Return, word for word, only the lines from the one containing "Target: cap logo" through the last line of the entries.

[[ Records shown, beginning ]]

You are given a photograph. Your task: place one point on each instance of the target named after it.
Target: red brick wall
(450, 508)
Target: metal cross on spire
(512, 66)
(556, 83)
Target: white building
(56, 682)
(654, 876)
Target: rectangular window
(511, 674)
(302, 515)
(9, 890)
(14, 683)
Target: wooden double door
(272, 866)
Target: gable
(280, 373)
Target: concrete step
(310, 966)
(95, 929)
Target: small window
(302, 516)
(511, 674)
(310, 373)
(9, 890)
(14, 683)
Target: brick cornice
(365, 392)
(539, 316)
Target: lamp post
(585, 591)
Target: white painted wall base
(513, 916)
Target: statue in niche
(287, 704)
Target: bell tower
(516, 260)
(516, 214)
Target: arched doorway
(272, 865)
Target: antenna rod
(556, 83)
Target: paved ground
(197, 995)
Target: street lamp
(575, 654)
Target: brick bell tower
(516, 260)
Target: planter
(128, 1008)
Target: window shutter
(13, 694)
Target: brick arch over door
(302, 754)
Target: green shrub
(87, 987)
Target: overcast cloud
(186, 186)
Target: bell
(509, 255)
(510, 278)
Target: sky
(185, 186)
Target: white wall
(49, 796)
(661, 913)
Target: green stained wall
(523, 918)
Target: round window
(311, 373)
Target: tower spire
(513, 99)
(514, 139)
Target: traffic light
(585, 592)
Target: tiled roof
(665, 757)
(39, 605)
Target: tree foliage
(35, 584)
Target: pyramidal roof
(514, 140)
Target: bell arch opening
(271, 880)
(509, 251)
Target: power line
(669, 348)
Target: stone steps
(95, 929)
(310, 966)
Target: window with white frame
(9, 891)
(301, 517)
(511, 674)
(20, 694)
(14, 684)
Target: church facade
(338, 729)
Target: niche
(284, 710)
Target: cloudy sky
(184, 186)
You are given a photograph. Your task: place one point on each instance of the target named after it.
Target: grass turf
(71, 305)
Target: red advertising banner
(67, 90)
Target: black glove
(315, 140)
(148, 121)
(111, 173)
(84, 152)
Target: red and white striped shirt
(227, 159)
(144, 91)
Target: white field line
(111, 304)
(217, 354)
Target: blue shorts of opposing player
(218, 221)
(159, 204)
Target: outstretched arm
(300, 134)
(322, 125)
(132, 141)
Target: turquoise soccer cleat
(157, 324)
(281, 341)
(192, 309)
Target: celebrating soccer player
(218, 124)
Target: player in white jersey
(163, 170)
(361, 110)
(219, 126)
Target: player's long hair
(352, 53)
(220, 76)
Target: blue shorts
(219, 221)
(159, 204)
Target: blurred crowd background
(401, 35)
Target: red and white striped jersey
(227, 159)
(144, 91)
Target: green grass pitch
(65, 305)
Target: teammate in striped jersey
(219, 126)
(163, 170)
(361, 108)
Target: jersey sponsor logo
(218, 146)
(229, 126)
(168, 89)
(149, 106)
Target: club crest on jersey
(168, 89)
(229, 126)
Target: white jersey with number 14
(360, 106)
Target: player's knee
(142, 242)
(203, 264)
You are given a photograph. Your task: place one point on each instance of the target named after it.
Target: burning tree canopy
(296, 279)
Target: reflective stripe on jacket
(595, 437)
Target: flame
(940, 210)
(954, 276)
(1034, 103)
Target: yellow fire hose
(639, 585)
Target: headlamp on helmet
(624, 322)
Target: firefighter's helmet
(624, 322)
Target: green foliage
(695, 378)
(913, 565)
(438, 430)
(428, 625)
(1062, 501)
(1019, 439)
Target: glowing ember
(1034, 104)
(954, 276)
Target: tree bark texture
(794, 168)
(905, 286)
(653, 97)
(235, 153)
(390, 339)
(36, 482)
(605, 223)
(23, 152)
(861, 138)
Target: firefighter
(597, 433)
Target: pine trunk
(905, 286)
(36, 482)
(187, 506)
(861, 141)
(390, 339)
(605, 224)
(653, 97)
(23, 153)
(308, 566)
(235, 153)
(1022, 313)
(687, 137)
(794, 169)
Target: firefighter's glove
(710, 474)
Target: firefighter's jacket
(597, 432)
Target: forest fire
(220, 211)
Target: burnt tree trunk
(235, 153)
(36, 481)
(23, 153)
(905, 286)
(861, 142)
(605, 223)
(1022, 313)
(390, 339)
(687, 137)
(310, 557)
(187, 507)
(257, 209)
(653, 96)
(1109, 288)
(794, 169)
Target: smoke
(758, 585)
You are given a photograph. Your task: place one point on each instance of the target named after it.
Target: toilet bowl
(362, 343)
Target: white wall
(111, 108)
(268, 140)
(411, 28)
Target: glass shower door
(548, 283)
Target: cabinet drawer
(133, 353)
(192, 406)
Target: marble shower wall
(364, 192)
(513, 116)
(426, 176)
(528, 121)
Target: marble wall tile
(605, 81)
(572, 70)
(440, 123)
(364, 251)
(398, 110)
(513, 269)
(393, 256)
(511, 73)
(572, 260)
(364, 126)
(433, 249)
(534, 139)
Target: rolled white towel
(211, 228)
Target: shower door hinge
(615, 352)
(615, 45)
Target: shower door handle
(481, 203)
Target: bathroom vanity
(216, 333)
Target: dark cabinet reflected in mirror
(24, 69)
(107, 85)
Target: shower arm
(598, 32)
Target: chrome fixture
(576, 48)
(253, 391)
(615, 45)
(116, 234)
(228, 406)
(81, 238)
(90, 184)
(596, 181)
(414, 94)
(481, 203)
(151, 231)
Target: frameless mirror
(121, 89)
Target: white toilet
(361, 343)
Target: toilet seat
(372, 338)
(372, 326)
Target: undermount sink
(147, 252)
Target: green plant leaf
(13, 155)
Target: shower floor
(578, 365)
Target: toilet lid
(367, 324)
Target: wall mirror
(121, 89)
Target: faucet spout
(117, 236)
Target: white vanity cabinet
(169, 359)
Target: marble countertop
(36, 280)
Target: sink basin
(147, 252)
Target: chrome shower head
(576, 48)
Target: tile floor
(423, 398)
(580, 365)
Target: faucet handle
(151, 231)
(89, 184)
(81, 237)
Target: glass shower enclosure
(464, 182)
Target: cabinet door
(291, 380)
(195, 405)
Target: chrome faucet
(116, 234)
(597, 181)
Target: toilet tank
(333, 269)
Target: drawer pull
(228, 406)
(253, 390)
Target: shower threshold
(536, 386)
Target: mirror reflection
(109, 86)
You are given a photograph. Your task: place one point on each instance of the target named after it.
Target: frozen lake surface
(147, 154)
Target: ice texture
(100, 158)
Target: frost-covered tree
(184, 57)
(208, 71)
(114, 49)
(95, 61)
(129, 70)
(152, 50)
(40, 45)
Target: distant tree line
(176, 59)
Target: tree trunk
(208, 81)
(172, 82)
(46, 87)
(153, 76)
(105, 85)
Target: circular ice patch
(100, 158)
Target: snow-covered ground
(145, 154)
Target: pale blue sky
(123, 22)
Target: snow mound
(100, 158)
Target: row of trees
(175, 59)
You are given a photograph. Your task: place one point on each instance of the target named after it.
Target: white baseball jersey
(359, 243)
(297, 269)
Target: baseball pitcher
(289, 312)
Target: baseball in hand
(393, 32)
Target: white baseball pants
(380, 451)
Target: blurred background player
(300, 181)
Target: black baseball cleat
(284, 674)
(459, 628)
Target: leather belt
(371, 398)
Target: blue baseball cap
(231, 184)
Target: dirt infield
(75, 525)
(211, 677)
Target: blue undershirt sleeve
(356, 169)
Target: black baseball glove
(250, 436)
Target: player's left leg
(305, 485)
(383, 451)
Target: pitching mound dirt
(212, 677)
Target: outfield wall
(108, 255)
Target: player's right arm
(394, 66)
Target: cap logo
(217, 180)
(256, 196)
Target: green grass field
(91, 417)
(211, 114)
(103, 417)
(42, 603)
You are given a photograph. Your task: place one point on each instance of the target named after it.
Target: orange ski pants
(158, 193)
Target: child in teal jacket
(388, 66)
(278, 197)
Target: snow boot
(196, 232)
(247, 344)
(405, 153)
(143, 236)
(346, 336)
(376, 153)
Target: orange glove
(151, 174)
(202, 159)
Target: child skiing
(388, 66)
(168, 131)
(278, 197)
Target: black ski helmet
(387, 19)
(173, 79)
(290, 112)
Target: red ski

[[ Records shown, end ]]

> _Answer to this exercise_:
Target: cap logo
(217, 180)
(256, 196)
Target: green grass field
(91, 417)
(211, 114)
(103, 417)
(42, 603)
You are given a photograph. Your task: place one point on each instance of the target named after it.
Target: orange ski pants
(158, 193)
Target: child in teal jacket
(388, 66)
(278, 197)
Target: snow boot
(196, 232)
(247, 344)
(405, 153)
(143, 236)
(346, 336)
(376, 153)
Target: orange glove
(151, 174)
(202, 159)
Target: child skiing
(388, 66)
(168, 131)
(278, 197)
Target: black ski helmet
(387, 19)
(173, 79)
(290, 112)
Target: red ski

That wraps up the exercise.